From the co-evolution blog posts below, reproduce word for word the section that opens with the words containing "While the evolved" and closes with "for the AI.".

- **Passage shown**:
_ _ _ _ _
CharlieAI: Co-evolution

Showing posts with label Co-evolution. Show all posts

Thursday, March 3, 2011

Hall-of-fame archives

To solve the problem with strategy loops, I implemented a hall-of-fame archive - a collection of the best individual from each generation that led to a new "champion". Generations that did not beat the opposing population were ignored.

Fitness was then measured as an individual's performance against the opposing population's entire archive. Only if all members could be beaten, would a new champion emerge and get added to its population's archive. Thus, loops were made impossible and only definite progress was allowed.

One issue with this approach was the increasing CPU costs of evaluating individuals as the archives expanded, but this is the approach I still use today. It would be interesting to try only using the e.g. ten most recent, and therefore strongest, members of the archive as that would still make progress likely, although not guaranteed, at a much reduced CPU cost.

Using hall-of-fame archives resulted in much stronger Tic-tac-toe players than previously achieved. At first a new champion would be evolved every few generations, but after about a few dozen members in the archive the time between new champions increased, seemingly exponentially, and thus stagnated - even if I left the simulation running for weeks.

While the evolved programs were much stronger than any I had previously evolved, they were still not as strong as I had expected. If I played certain patterns they would block well and eventually win, but they were playing far from perfectly and were still pretty easy to beat.

I was under no illusion that my search space was not huge, but I had thought that for a game as simple as Tic-tac-toe it would not be unrealistic to evolve a perfect player, so that the game would always end in a draw or a win for the AI.

I thought there must be something I could do to improve things, but didn't know exactly what; it was back to the drawing board...

Wednesday, March 2, 2011

Coevolutionary Principles

Before I continue my project log, I wanted to point you at an excellent chapter that I came across today:

Coevolutionary Principles (PDF)

The chapter is an extensive overview of co-evolution and a summary of progress made in the last two decades.

It is by Popovici, E., Bucci, A., Wiegand, P. and De Jong E.D. and from Handbook of Natural Computing, Springer-Verlag, which will be out later this month.

Tuesday, March 1, 2011

Strategy loops

After close examination of the tactics employed by the best individuals from successive generations, I noticed that strategies that were the best in early generations got superseded, as you would expect, but then reappeared several generations later!
_ _ _ _ _
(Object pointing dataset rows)
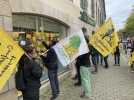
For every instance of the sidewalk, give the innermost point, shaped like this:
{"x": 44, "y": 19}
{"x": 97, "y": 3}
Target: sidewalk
{"x": 115, "y": 83}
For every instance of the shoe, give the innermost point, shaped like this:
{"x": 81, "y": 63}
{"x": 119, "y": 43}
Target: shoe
{"x": 77, "y": 84}
{"x": 53, "y": 97}
{"x": 74, "y": 78}
{"x": 94, "y": 72}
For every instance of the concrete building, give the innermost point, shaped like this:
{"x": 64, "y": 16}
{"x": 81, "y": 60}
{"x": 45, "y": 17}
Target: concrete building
{"x": 60, "y": 16}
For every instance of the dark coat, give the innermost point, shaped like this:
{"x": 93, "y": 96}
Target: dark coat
{"x": 50, "y": 60}
{"x": 117, "y": 51}
{"x": 32, "y": 72}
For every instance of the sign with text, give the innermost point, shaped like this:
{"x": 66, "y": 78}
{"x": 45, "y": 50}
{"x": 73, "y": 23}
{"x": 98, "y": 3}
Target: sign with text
{"x": 102, "y": 39}
{"x": 10, "y": 54}
{"x": 70, "y": 48}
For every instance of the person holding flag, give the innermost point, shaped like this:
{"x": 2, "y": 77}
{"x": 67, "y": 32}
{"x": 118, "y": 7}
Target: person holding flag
{"x": 27, "y": 78}
{"x": 85, "y": 74}
{"x": 51, "y": 62}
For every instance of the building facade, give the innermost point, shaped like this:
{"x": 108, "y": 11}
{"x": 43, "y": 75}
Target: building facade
{"x": 58, "y": 16}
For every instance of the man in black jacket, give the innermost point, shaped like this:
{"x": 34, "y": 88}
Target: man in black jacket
{"x": 32, "y": 73}
{"x": 117, "y": 56}
{"x": 51, "y": 62}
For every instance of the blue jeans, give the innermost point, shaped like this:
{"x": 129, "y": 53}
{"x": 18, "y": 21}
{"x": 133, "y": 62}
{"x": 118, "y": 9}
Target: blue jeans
{"x": 117, "y": 59}
{"x": 53, "y": 77}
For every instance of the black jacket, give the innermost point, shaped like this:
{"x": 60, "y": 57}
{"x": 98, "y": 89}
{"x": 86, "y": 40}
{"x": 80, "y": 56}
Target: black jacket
{"x": 83, "y": 60}
{"x": 117, "y": 51}
{"x": 32, "y": 72}
{"x": 50, "y": 60}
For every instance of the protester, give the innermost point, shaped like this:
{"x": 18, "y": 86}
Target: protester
{"x": 84, "y": 63}
{"x": 132, "y": 64}
{"x": 117, "y": 56}
{"x": 28, "y": 75}
{"x": 106, "y": 62}
{"x": 94, "y": 57}
{"x": 51, "y": 62}
{"x": 78, "y": 77}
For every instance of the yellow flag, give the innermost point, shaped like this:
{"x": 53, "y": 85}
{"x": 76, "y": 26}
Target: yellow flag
{"x": 101, "y": 40}
{"x": 10, "y": 54}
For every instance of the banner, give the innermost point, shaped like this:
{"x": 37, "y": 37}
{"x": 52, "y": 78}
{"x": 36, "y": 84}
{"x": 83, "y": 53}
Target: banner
{"x": 10, "y": 54}
{"x": 114, "y": 40}
{"x": 71, "y": 47}
{"x": 101, "y": 40}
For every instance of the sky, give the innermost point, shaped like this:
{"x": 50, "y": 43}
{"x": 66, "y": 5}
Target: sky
{"x": 119, "y": 10}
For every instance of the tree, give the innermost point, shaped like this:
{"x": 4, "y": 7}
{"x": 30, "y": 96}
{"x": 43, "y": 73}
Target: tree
{"x": 129, "y": 26}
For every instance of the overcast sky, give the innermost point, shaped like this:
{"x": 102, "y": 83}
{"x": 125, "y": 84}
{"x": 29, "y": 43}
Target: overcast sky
{"x": 119, "y": 10}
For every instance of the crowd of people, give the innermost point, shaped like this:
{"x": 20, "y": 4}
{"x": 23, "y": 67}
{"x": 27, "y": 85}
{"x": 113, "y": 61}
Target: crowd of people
{"x": 29, "y": 71}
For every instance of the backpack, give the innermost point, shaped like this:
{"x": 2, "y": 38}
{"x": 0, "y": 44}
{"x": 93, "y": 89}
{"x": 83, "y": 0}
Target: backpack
{"x": 19, "y": 80}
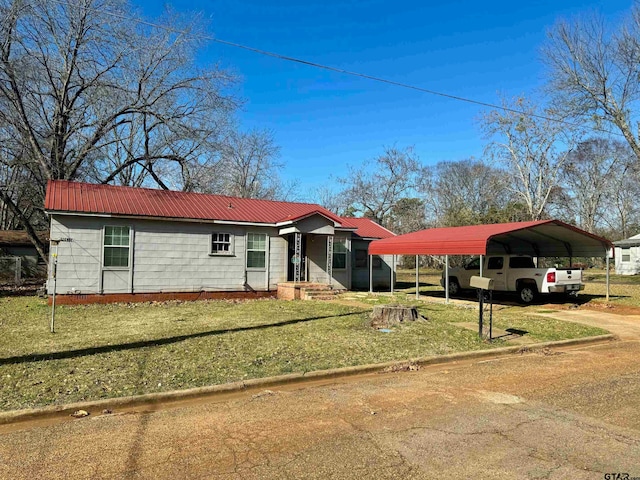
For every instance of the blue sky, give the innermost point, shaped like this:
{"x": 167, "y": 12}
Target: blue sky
{"x": 324, "y": 121}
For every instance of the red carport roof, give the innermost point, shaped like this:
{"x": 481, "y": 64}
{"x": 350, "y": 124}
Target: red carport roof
{"x": 77, "y": 197}
{"x": 544, "y": 238}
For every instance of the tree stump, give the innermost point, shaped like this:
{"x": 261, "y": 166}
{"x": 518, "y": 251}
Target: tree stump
{"x": 387, "y": 315}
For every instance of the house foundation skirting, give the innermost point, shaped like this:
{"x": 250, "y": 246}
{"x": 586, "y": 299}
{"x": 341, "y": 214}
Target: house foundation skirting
{"x": 82, "y": 299}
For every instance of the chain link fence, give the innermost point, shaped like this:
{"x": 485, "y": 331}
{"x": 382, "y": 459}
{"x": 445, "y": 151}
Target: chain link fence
{"x": 17, "y": 271}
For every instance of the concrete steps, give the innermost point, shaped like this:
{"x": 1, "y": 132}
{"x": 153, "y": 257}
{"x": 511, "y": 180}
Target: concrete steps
{"x": 319, "y": 292}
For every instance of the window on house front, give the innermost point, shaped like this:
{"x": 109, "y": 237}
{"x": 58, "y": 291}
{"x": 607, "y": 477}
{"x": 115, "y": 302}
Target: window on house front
{"x": 339, "y": 253}
{"x": 221, "y": 243}
{"x": 116, "y": 246}
{"x": 256, "y": 250}
{"x": 360, "y": 260}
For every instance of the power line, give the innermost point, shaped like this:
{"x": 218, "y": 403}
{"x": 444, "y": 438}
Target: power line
{"x": 331, "y": 68}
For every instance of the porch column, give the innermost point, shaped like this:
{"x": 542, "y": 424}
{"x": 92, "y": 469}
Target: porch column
{"x": 330, "y": 259}
{"x": 297, "y": 257}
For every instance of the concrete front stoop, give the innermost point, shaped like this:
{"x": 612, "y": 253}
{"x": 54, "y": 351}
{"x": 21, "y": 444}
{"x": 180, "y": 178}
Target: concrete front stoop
{"x": 306, "y": 291}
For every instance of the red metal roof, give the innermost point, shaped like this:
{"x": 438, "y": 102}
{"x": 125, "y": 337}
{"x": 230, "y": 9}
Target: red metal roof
{"x": 538, "y": 238}
{"x": 86, "y": 198}
{"x": 65, "y": 196}
{"x": 367, "y": 228}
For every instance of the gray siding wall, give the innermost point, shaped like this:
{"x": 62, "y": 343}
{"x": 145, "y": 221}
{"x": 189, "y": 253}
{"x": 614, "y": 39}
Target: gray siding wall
{"x": 165, "y": 256}
{"x": 632, "y": 267}
{"x": 360, "y": 276}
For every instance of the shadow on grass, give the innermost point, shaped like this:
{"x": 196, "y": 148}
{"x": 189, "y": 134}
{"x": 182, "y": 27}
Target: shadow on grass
{"x": 81, "y": 352}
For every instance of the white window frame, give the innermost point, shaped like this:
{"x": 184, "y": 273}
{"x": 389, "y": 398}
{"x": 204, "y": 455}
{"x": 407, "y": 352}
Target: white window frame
{"x": 336, "y": 241}
{"x": 231, "y": 242}
{"x": 625, "y": 252}
{"x": 105, "y": 246}
{"x": 247, "y": 250}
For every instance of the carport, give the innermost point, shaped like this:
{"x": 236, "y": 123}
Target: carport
{"x": 541, "y": 238}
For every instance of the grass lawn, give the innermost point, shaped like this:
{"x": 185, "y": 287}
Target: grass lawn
{"x": 156, "y": 347}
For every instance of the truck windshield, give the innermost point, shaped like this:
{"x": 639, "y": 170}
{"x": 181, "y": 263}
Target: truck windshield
{"x": 521, "y": 262}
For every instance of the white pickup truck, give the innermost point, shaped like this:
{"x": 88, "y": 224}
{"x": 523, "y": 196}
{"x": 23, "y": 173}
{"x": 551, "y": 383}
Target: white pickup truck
{"x": 516, "y": 273}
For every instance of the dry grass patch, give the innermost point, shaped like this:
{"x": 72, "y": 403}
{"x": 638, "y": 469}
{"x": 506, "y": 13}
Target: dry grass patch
{"x": 146, "y": 348}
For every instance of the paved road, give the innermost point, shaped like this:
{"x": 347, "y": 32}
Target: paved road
{"x": 547, "y": 415}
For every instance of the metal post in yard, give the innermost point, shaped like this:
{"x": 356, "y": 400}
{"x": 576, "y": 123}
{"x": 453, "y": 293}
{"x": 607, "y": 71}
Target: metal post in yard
{"x": 481, "y": 314}
{"x": 393, "y": 268}
{"x": 446, "y": 279}
{"x": 18, "y": 271}
{"x": 607, "y": 275}
{"x": 490, "y": 315}
{"x": 417, "y": 276}
{"x": 54, "y": 268}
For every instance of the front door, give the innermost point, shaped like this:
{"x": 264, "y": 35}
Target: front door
{"x": 291, "y": 252}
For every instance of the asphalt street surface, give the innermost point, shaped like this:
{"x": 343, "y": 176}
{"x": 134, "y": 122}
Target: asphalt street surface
{"x": 569, "y": 414}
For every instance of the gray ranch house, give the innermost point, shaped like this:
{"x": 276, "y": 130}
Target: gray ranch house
{"x": 112, "y": 243}
{"x": 628, "y": 256}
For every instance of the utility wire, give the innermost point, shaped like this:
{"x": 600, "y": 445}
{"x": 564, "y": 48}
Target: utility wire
{"x": 330, "y": 68}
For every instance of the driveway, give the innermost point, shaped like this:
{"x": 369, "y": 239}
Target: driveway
{"x": 553, "y": 415}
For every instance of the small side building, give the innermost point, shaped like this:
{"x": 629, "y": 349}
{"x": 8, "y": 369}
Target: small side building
{"x": 135, "y": 244}
{"x": 628, "y": 256}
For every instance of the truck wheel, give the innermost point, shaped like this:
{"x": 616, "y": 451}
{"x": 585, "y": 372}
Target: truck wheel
{"x": 454, "y": 287}
{"x": 527, "y": 293}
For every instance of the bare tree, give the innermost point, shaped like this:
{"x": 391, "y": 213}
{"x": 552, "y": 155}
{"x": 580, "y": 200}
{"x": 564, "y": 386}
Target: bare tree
{"x": 594, "y": 74}
{"x": 329, "y": 199}
{"x": 85, "y": 95}
{"x": 373, "y": 188}
{"x": 532, "y": 149}
{"x": 468, "y": 192}
{"x": 624, "y": 219}
{"x": 591, "y": 178}
{"x": 407, "y": 215}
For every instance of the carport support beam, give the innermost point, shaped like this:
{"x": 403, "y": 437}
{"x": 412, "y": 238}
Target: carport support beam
{"x": 607, "y": 275}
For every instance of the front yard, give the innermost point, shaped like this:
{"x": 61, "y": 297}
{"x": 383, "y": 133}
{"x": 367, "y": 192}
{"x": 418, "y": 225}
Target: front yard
{"x": 102, "y": 351}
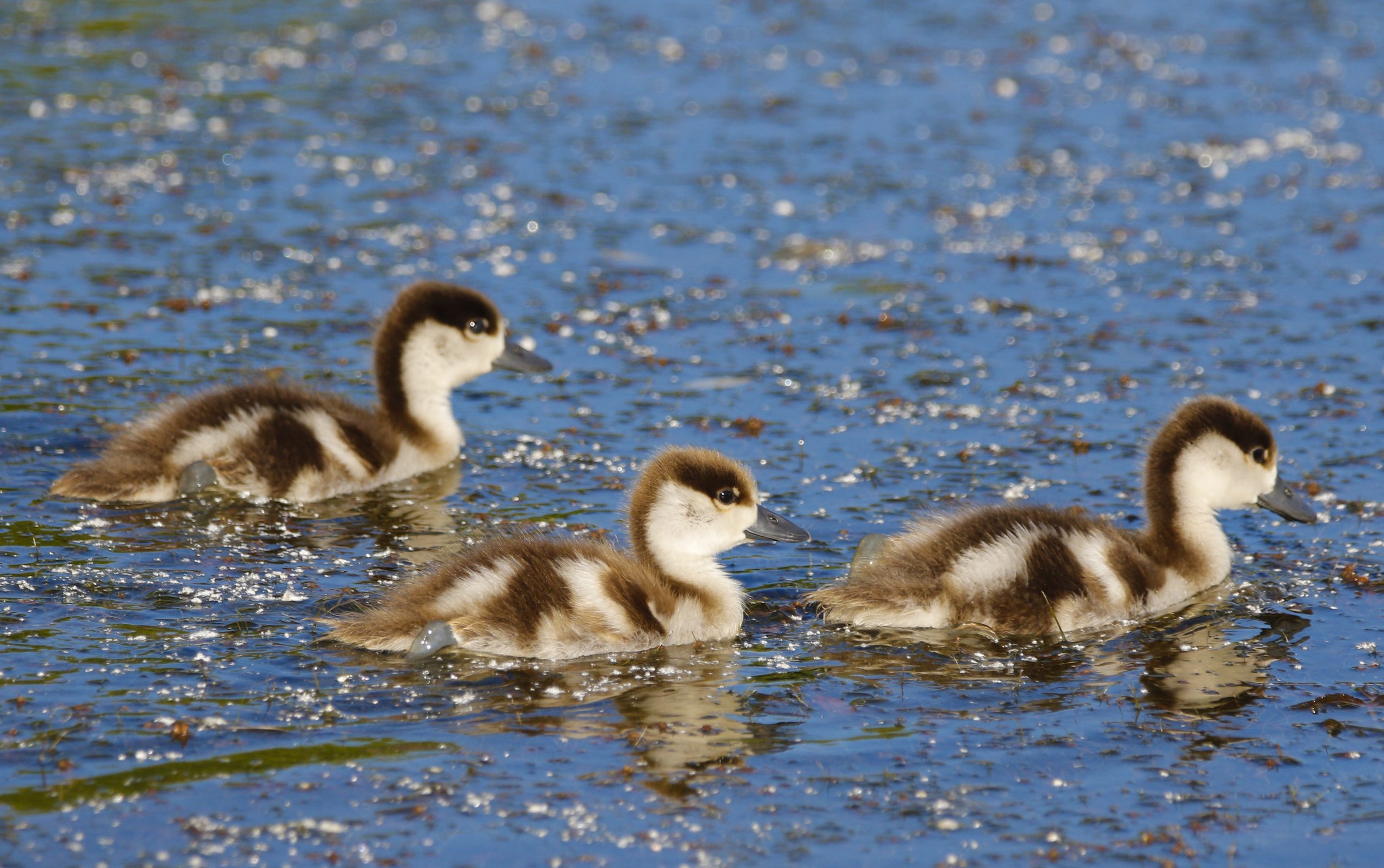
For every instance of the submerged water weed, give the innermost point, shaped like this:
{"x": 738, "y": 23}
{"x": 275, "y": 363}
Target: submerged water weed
{"x": 895, "y": 257}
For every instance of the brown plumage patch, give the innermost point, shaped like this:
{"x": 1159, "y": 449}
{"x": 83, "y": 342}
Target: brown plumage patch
{"x": 140, "y": 457}
{"x": 290, "y": 449}
{"x": 701, "y": 470}
{"x": 914, "y": 573}
{"x": 917, "y": 572}
{"x": 423, "y": 302}
{"x": 536, "y": 593}
{"x": 370, "y": 450}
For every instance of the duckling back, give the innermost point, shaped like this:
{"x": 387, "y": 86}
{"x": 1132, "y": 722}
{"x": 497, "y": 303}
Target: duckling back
{"x": 539, "y": 598}
{"x": 263, "y": 439}
{"x": 1023, "y": 571}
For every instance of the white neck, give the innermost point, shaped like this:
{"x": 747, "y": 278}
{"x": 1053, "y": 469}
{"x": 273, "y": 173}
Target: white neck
{"x": 1200, "y": 529}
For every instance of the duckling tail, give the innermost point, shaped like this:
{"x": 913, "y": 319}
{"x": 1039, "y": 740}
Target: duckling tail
{"x": 104, "y": 479}
{"x": 374, "y": 630}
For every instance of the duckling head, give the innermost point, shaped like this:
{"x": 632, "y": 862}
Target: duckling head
{"x": 1214, "y": 455}
{"x": 446, "y": 336}
{"x": 693, "y": 504}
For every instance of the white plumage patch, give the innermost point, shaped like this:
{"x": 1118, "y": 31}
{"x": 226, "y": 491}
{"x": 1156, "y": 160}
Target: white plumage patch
{"x": 329, "y": 434}
{"x": 993, "y": 566}
{"x": 589, "y": 592}
{"x": 1093, "y": 553}
{"x": 226, "y": 438}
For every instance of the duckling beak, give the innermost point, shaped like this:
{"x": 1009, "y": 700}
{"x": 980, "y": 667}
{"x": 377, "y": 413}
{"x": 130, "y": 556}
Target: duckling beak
{"x": 775, "y": 528}
{"x": 518, "y": 359}
{"x": 1288, "y": 503}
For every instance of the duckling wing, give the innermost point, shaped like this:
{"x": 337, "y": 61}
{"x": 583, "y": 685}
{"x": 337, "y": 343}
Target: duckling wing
{"x": 1014, "y": 570}
{"x": 263, "y": 439}
{"x": 523, "y": 597}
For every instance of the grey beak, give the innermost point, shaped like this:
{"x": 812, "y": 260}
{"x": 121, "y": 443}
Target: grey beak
{"x": 518, "y": 359}
{"x": 1288, "y": 503}
{"x": 775, "y": 528}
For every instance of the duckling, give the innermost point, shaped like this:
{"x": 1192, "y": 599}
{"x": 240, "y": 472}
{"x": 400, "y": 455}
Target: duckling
{"x": 554, "y": 598}
{"x": 1034, "y": 571}
{"x": 290, "y": 443}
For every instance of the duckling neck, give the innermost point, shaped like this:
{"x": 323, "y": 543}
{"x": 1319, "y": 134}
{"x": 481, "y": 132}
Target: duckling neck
{"x": 696, "y": 573}
{"x": 1185, "y": 531}
{"x": 416, "y": 396}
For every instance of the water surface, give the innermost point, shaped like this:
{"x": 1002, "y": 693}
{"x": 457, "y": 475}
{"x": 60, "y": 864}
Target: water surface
{"x": 896, "y": 257}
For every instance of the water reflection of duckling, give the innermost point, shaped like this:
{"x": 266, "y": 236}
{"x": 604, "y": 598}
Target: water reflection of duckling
{"x": 290, "y": 443}
{"x": 1032, "y": 570}
{"x": 1199, "y": 669}
{"x": 551, "y": 598}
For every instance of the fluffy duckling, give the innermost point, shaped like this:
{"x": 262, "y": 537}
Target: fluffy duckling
{"x": 1033, "y": 571}
{"x": 291, "y": 443}
{"x": 555, "y": 598}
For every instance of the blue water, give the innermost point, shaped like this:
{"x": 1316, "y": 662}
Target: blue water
{"x": 944, "y": 252}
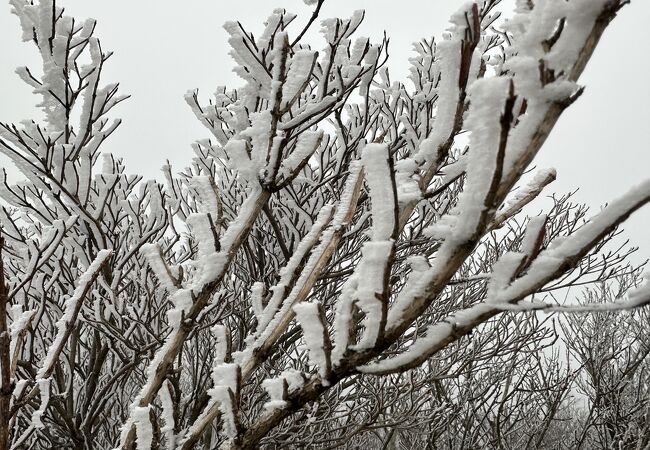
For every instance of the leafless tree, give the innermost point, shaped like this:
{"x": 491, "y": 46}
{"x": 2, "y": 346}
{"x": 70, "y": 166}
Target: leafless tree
{"x": 337, "y": 231}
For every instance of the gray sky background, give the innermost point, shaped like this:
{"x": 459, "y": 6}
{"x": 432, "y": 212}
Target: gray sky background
{"x": 162, "y": 49}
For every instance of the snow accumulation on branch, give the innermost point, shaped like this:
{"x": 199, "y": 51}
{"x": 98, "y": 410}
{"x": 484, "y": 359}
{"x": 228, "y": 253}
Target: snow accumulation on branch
{"x": 503, "y": 294}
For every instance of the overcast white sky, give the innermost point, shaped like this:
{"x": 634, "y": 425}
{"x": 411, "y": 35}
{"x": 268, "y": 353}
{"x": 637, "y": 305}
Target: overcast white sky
{"x": 164, "y": 48}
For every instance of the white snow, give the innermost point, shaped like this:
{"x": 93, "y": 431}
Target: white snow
{"x": 314, "y": 333}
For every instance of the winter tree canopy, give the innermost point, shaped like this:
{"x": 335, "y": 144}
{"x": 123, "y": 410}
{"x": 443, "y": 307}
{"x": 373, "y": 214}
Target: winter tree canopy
{"x": 343, "y": 261}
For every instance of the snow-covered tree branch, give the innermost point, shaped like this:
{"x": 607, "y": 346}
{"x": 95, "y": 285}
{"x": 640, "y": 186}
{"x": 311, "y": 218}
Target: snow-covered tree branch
{"x": 339, "y": 246}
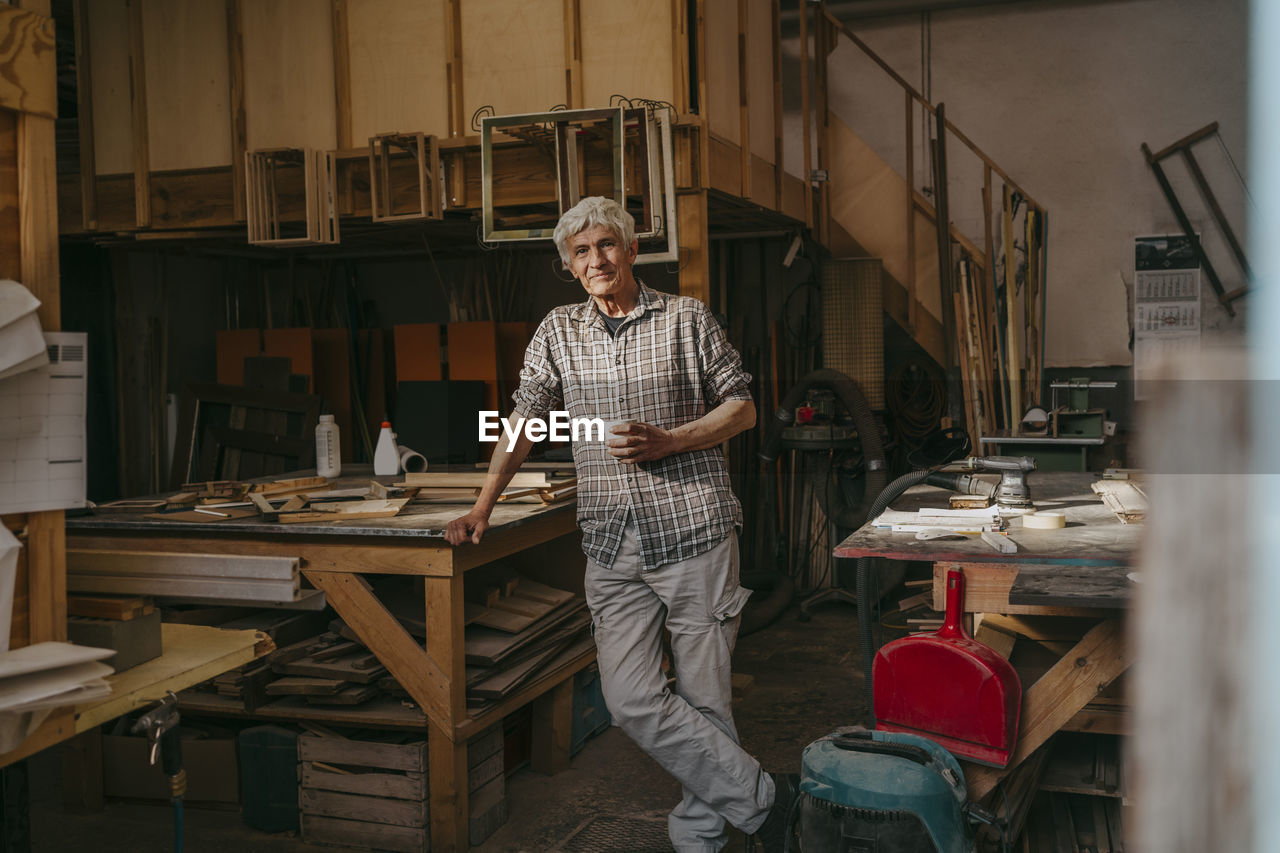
_ _ _ _ _
- **Exercise response**:
While the evolved programs were much stronger than any I had previously evolved, they were still not as strong as I had expected. If I played certain patterns they would block well and eventually win, but they were playing far from perfectly and were still pretty easy to beat.

I was under no illusion that my search space was not huge, but I had thought that for a game as simple as Tic-tac-toe it would not be unrealistic to evolve a perfect player, so that the game would always end in a draw or a win for the AI.